**Quoted text:**
==============================

On passing his full driving test on 20th September 2018, the Complainant went to a desk of the office of the Respondent and was told orally that he had insufficient documentation. In order to clarify the position, the Complainant engaged in correspondence with the Respondent. On 6th October 2018, he emailed the Respondent setting out the position in writing. On 31st October 2018, the Respondent replied by email. The Complainant engaged the services of a solicitor, who wrote to the Respondent on his behalf. By email of 1st February 2019 and email of 4th March 2019, the Respondent replied to the Complainant’s solicitor’s letter. The Complainant’s ES.1 form is dated 15th March 2019 and was sent to the Respondent on 6th April 2019.
While in the field of employment discrimination, a recent case of A Driver v. A Waste Management Company (ADJ-00002903) approved an earlier case of Campbell Catering Ltd v Rasaq (EED048) in respect of the following principles:
With reference to the specific needs of non-national workers, the Complainant referred to Campbell Catering Ltd v. Rasaq EED048, where the Labour Court stated in the case of disciplinary proceedings, employers have a positive duty to ensure that all workers understand what is alleged against them, the gravity of the alleged misconduct, and the right to mount a full defence, including the right to representation. Special measures may be necessary in the case of non-national workers to ensure that this obligation is fulfilled and that the accused worker fully appreciates the gravity of the situation and is given appropriate facilities and guidance in making a defence. The Complainant contended that he was not afforded this opportunity.

==============================

**Dataset:**
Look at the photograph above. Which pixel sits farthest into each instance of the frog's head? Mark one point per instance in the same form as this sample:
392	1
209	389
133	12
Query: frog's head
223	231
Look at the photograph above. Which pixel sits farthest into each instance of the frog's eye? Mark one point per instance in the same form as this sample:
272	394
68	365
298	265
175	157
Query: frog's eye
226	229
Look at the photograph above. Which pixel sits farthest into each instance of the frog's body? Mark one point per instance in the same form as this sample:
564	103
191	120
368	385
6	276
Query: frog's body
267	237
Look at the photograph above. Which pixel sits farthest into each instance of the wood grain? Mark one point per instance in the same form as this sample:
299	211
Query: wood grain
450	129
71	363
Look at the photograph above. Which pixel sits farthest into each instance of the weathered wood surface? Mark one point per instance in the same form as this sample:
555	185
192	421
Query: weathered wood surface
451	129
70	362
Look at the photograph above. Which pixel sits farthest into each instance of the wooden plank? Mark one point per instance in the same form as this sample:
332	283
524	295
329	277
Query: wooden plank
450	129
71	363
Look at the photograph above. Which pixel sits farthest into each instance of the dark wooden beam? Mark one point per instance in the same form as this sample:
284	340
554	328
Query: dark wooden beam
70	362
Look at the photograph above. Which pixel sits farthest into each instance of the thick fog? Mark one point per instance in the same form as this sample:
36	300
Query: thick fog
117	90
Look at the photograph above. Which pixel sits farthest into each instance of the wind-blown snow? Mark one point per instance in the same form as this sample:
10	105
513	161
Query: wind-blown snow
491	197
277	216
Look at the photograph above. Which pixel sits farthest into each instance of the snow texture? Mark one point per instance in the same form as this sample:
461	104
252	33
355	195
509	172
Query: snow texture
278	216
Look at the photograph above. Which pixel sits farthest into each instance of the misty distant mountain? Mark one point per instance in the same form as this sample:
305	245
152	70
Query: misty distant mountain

==============================

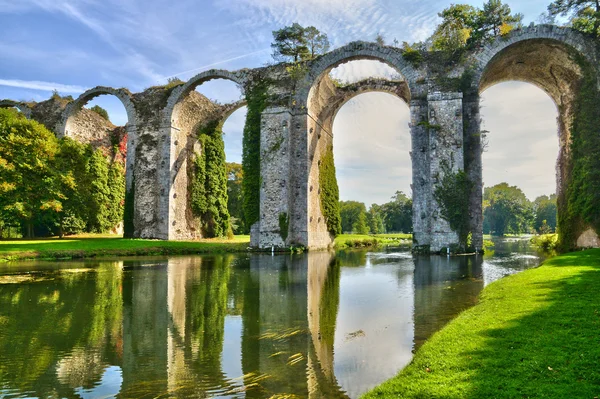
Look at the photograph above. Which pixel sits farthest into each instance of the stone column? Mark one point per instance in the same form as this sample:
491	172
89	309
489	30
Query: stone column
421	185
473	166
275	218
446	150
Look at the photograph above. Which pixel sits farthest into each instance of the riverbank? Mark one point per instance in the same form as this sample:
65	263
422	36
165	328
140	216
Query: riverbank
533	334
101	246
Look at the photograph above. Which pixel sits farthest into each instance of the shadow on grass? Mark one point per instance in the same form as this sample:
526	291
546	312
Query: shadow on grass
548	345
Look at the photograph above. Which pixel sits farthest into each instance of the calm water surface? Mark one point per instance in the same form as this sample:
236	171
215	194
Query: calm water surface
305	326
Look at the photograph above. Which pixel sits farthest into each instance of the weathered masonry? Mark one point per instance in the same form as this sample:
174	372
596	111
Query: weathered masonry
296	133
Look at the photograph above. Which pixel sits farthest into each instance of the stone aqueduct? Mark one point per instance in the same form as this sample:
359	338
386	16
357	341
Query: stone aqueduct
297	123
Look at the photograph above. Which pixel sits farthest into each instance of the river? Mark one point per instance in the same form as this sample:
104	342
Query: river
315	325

==============================

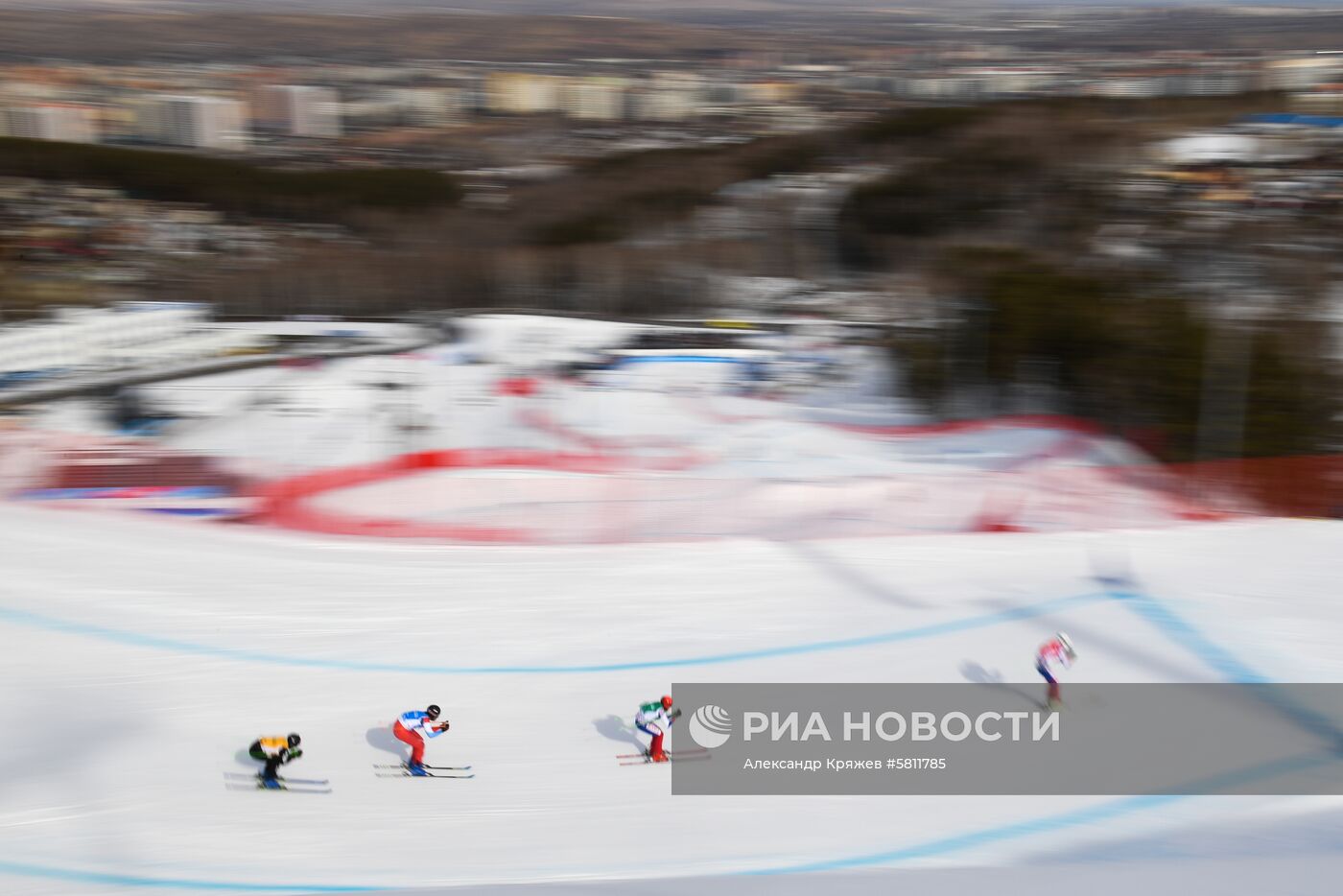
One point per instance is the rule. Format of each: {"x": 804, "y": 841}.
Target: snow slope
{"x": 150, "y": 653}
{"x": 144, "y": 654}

==============================

**Work to do:**
A) Answer these questions using the passage on the driving test complaint:
(i) On what date did the Complainant pass his full driving test?
(ii) On what date was the Complainant's ES.1 form sent to the Respondent?
(iii) In Campbell Catering Ltd v. Rasaq, what does the Labour Court say may be necessary in the case of non-national workers?
B) Reproduce everything in the passage on the driving test complaint from "On passing his" down to "6th April 2019.".
The entries were drawn from a different source than the passage on the driving test complaint.

**Task results:**
A)
(i) 20th September 2018
(ii) 6th April 2019
(iii) Special measures

B)
On passing his full driving test on 20th September 2018, the Complainant went to a desk of the office of the Respondent and was told orally that he had insufficient documentation. In order to clarify the position, the Complainant engaged in correspondence with the Respondent. On 6th October 2018, he emailed the Respondent setting out the position in writing. On 31st October 2018, the Respondent replied by email. The Complainant engaged the services of a solicitor, who wrote to the Respondent on his behalf. By email of 1st February 2019 and email of 4th March 2019, the Respondent replied to the Complainant’s solicitor’s letter. The Complainant’s ES.1 form is dated 15th March 2019 and was sent to the Respondent on 6th April 2019.